Summary Three-phase flow in porous media during water-alternating-gas (WAG) injections and the associated cycle-dependent hysteresis have been subject of studies experimentally and theoretically. In spite of attempts to develop models and simulation methods for WAG injections and three-phase flow, current lack of a solid approach to handle hysteresis effects in simulating WAG-injection scenarios has resulted in misinterpretations of simulation outcomes in laboratory and field scales. In this work, by use of our improved methodology, the first cycle of the WAG experiments (first waterflood and the subsequent gasflood) was history matched to estimate the two-phase krs (oil/water and gas/oil). For subsequent cycles, pertinent parameters of the WAG hysteresis model are included in the automatic-history-matching process to reproduce all WAG cycles together. The results indicate that history matching the whole WAG experiment would lead to a significantly improved simulation outcome, which highlights the importance of two elements in evaluating WAG experiments: inclusion of the full WAG experiments in history matching and use of a more-representative set of two-phase krs, which was originated from our new methodology to estimate two-phase krs from the first cycle of a WAG experiment. Because WAG-related parameters should be able to model any three-phase flow irrespective of WAG scenarios, in another exercise, the tuned parameters obtained from a WAG experiment (starting with water) were used in a similar coreflood test (WAG starting with gas) to assess predictive capability for simulating three-phase flow in porous media. After identifying shortcomings of existing models, an improved methodology was used to history match multiple coreflood experiments simultaneously to estimate parameters that can reasonably capture processes taking place in WAG at different scenarios—that is, starting with water or gas. The comprehensive simulation study performed here would shed some light on a consolidated methodology to estimate saturation functions that can simulate WAG injections at different scenarios.

→ EXERCISE GOAL
In the summary on water-alternating-gas injection, which part of the WAG experiments was history matched to estimate the two-phase krs?

→ SUPPLIED ENTRIES

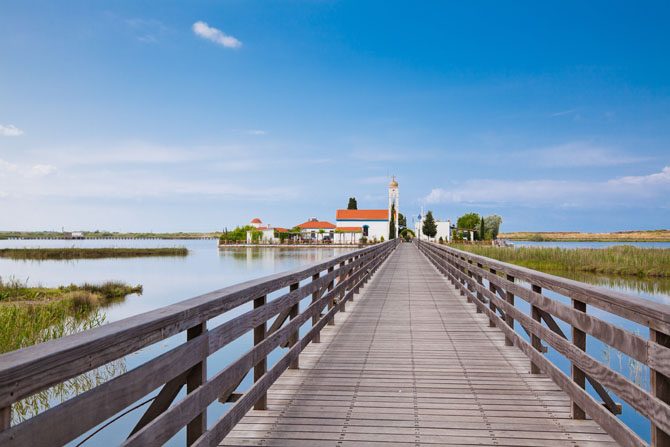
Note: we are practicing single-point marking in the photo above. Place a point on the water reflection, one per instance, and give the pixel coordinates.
(656, 289)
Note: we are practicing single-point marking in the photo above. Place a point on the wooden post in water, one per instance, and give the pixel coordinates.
(294, 337)
(535, 341)
(315, 319)
(195, 379)
(5, 418)
(331, 285)
(660, 388)
(492, 306)
(579, 340)
(509, 297)
(261, 367)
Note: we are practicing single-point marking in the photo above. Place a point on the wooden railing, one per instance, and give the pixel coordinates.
(491, 285)
(27, 371)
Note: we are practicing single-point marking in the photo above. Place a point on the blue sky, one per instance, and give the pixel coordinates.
(192, 116)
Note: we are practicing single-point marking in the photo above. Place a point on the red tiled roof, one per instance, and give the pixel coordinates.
(281, 230)
(362, 214)
(349, 229)
(316, 225)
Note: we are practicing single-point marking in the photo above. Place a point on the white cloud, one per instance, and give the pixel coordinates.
(564, 112)
(217, 36)
(379, 180)
(578, 154)
(10, 130)
(629, 190)
(26, 171)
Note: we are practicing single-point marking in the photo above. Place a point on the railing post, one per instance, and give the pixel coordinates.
(535, 341)
(261, 367)
(492, 306)
(342, 309)
(509, 297)
(315, 319)
(660, 388)
(195, 379)
(294, 337)
(331, 285)
(5, 418)
(579, 340)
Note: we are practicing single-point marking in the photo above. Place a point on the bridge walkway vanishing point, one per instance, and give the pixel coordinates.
(411, 363)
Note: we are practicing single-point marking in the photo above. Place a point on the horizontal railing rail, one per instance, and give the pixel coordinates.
(496, 299)
(30, 370)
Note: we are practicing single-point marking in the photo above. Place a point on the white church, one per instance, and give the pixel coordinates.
(350, 225)
(371, 224)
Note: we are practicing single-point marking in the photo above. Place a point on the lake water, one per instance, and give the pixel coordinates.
(167, 280)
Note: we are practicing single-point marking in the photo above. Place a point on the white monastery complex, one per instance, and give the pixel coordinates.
(350, 225)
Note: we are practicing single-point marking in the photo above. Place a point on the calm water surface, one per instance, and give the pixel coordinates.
(166, 280)
(206, 268)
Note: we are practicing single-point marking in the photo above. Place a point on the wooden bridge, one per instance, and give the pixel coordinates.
(430, 349)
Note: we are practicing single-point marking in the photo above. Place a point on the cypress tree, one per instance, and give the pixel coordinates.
(481, 229)
(392, 222)
(429, 226)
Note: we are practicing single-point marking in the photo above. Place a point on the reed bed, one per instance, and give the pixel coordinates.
(31, 315)
(619, 236)
(622, 260)
(44, 254)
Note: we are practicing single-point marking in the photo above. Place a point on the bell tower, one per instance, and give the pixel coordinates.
(393, 198)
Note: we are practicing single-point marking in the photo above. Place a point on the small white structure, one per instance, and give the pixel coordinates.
(268, 233)
(316, 230)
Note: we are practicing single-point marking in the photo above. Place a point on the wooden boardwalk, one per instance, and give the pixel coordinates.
(411, 363)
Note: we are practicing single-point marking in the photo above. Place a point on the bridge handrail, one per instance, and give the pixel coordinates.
(495, 298)
(35, 368)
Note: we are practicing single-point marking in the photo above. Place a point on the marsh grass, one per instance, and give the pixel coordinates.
(31, 315)
(625, 260)
(47, 254)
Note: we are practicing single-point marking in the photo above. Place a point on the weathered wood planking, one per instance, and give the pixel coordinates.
(654, 405)
(412, 363)
(183, 365)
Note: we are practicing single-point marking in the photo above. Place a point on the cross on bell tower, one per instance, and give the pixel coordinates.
(393, 199)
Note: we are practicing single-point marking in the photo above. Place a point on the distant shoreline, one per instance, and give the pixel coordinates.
(573, 236)
(54, 235)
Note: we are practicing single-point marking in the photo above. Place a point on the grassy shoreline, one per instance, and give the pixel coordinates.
(106, 235)
(624, 260)
(42, 254)
(568, 236)
(31, 315)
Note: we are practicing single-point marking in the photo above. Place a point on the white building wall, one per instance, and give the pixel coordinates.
(376, 228)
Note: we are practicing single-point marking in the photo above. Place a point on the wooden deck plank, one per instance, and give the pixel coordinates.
(411, 363)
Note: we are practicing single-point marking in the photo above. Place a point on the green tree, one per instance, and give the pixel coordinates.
(392, 222)
(470, 221)
(480, 236)
(407, 233)
(429, 226)
(492, 225)
(402, 221)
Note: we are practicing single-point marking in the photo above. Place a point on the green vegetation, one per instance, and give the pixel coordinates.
(105, 235)
(31, 315)
(618, 260)
(43, 254)
(429, 227)
(619, 236)
(392, 222)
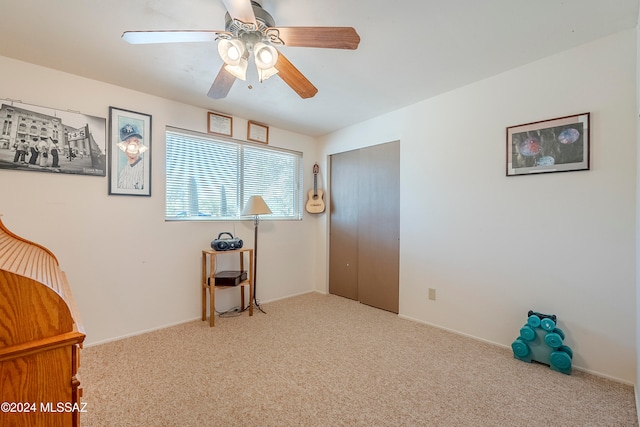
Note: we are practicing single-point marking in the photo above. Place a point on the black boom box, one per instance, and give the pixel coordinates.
(227, 244)
(230, 278)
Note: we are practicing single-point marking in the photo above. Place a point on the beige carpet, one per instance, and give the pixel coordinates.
(317, 360)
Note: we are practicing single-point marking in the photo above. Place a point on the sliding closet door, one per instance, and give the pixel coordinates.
(364, 227)
(343, 240)
(379, 226)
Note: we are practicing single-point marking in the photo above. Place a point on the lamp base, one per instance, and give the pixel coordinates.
(257, 305)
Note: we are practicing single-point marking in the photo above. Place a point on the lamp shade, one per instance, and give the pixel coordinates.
(256, 206)
(266, 55)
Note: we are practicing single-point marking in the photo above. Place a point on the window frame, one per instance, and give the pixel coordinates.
(241, 173)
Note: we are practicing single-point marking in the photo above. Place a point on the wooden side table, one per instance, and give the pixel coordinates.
(209, 277)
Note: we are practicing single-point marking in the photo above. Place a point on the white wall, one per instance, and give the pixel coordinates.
(494, 246)
(129, 270)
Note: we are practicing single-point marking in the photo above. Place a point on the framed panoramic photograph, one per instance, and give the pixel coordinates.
(556, 145)
(257, 132)
(129, 153)
(42, 139)
(219, 124)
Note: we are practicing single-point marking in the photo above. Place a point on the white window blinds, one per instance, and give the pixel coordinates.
(211, 178)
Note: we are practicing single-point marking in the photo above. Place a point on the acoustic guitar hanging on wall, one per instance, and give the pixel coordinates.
(315, 204)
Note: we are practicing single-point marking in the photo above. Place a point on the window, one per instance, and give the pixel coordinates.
(210, 178)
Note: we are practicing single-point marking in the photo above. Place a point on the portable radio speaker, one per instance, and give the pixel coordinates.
(226, 244)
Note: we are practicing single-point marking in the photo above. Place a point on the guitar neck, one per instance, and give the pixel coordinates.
(315, 184)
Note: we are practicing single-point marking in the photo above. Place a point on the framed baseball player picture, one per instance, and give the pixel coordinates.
(129, 153)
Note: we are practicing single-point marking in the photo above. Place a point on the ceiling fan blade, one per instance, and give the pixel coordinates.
(242, 10)
(222, 84)
(294, 78)
(171, 36)
(326, 37)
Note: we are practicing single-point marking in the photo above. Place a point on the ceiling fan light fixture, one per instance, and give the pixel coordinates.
(231, 51)
(239, 71)
(265, 74)
(265, 55)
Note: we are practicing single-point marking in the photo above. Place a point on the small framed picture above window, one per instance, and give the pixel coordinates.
(257, 132)
(129, 153)
(219, 124)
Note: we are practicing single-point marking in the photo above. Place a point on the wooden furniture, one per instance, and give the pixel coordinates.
(209, 277)
(40, 338)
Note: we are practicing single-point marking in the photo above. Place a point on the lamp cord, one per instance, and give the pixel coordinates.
(256, 220)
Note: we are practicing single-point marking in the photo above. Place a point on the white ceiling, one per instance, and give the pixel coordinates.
(410, 50)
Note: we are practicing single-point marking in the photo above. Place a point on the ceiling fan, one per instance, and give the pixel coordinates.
(250, 29)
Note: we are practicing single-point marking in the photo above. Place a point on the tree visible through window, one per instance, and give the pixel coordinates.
(210, 178)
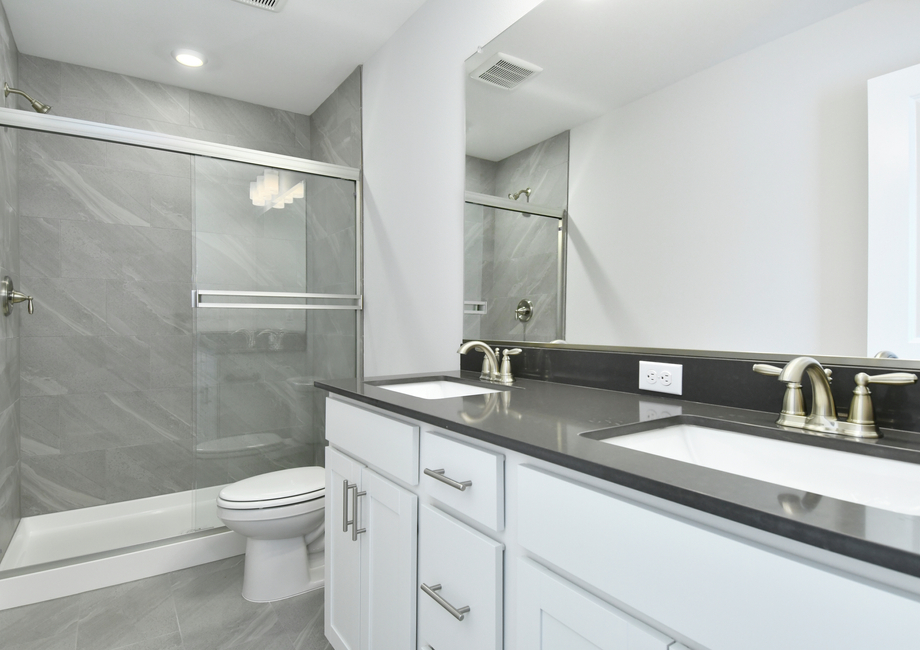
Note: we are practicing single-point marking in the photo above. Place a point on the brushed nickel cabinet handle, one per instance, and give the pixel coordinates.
(439, 475)
(432, 591)
(345, 521)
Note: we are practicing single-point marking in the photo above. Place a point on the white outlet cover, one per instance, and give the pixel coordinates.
(646, 368)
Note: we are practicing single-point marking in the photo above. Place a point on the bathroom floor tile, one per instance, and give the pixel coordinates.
(200, 608)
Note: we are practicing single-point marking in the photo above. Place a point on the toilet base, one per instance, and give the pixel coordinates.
(275, 569)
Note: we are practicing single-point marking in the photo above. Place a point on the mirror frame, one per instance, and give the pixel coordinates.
(826, 360)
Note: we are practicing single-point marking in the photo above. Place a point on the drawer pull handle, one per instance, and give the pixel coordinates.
(346, 522)
(432, 591)
(439, 474)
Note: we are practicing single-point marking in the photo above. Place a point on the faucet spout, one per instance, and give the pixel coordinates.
(491, 359)
(823, 416)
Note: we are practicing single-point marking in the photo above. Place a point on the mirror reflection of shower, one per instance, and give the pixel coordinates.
(37, 105)
(514, 242)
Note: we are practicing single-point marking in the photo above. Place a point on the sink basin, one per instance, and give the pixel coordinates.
(868, 480)
(438, 389)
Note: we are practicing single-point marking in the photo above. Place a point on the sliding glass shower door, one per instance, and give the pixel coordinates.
(276, 301)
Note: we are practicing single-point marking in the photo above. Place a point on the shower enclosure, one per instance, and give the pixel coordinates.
(186, 295)
(514, 270)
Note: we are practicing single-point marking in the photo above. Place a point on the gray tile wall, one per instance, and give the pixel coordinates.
(517, 254)
(108, 358)
(336, 138)
(99, 96)
(256, 367)
(9, 326)
(250, 361)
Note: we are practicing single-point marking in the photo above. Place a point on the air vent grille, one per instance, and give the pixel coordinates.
(505, 71)
(268, 5)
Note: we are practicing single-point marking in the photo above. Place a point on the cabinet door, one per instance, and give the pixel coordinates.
(343, 557)
(554, 614)
(468, 567)
(389, 517)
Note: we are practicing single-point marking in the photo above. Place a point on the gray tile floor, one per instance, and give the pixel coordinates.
(194, 609)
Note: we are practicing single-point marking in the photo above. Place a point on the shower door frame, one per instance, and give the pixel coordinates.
(13, 118)
(561, 214)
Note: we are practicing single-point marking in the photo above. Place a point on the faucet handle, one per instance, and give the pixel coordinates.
(505, 376)
(895, 378)
(861, 420)
(766, 369)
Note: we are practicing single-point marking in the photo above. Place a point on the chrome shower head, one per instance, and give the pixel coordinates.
(37, 105)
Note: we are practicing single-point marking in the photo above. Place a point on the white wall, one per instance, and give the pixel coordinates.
(728, 211)
(413, 128)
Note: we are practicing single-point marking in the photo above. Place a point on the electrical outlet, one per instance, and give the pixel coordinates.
(661, 377)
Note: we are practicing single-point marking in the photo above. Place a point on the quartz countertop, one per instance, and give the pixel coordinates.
(544, 420)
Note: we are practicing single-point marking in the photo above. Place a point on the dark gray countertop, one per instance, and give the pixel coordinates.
(544, 420)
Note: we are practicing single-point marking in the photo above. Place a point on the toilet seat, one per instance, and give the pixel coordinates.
(275, 489)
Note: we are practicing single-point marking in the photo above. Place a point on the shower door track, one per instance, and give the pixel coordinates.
(198, 303)
(45, 123)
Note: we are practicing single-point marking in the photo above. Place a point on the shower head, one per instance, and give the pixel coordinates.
(37, 105)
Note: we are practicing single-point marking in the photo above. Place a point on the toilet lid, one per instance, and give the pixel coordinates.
(274, 489)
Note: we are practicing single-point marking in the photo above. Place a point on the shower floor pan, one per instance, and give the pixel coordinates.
(65, 553)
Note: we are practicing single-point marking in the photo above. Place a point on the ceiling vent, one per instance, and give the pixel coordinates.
(505, 71)
(268, 5)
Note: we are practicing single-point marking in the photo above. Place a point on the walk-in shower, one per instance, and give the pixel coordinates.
(514, 269)
(186, 295)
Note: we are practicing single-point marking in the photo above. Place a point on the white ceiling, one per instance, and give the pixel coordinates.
(291, 60)
(599, 55)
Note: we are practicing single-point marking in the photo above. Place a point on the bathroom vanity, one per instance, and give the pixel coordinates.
(489, 521)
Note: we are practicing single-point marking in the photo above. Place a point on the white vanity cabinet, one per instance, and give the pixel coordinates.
(371, 537)
(554, 614)
(546, 558)
(460, 585)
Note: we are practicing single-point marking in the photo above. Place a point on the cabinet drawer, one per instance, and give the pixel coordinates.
(554, 614)
(385, 443)
(483, 499)
(679, 573)
(468, 567)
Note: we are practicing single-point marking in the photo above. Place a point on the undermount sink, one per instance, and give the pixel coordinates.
(438, 389)
(868, 480)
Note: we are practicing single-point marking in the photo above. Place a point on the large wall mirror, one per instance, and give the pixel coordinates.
(712, 163)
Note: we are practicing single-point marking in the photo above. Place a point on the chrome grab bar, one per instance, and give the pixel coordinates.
(456, 613)
(439, 475)
(198, 303)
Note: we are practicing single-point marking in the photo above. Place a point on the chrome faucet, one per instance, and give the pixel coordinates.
(823, 416)
(490, 370)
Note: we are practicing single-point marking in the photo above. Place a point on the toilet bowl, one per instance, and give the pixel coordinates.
(281, 516)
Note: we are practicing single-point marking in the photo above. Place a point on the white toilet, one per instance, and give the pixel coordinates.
(281, 516)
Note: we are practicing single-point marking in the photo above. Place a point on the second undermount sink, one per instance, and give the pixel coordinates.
(868, 480)
(438, 389)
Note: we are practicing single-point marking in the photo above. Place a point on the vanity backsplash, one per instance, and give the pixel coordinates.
(721, 381)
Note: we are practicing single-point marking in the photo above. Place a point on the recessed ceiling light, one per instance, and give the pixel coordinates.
(191, 58)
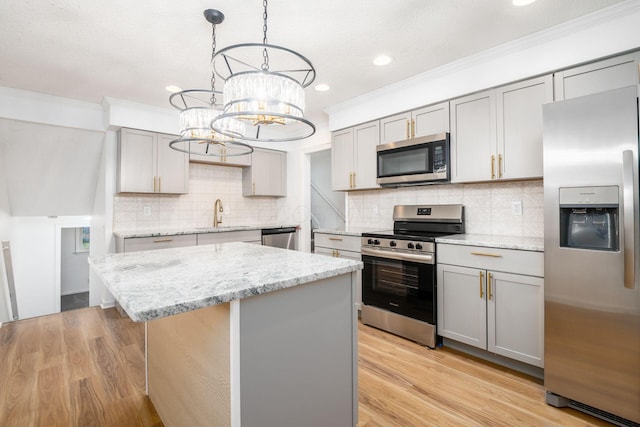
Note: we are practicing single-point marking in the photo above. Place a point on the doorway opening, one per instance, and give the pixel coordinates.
(74, 269)
(327, 206)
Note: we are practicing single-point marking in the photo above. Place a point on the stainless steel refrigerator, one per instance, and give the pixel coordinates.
(592, 274)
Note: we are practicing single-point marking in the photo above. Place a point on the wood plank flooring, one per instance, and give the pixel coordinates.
(86, 368)
(77, 368)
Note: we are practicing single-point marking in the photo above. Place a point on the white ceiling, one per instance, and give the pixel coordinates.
(87, 49)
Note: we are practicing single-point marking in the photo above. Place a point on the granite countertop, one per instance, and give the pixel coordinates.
(128, 234)
(153, 284)
(346, 231)
(502, 242)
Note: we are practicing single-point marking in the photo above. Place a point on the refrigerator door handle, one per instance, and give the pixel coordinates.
(629, 183)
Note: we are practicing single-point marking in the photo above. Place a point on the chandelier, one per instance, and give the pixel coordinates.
(199, 107)
(264, 87)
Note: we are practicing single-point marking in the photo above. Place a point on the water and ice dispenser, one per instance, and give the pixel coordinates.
(589, 218)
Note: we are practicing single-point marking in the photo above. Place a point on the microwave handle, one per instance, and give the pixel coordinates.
(629, 184)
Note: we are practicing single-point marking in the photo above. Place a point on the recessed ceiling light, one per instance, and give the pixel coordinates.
(173, 89)
(382, 60)
(522, 2)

→ OUTPUT BELOW
The first cycle, meaning the first waterflood and the subsequent gasflood.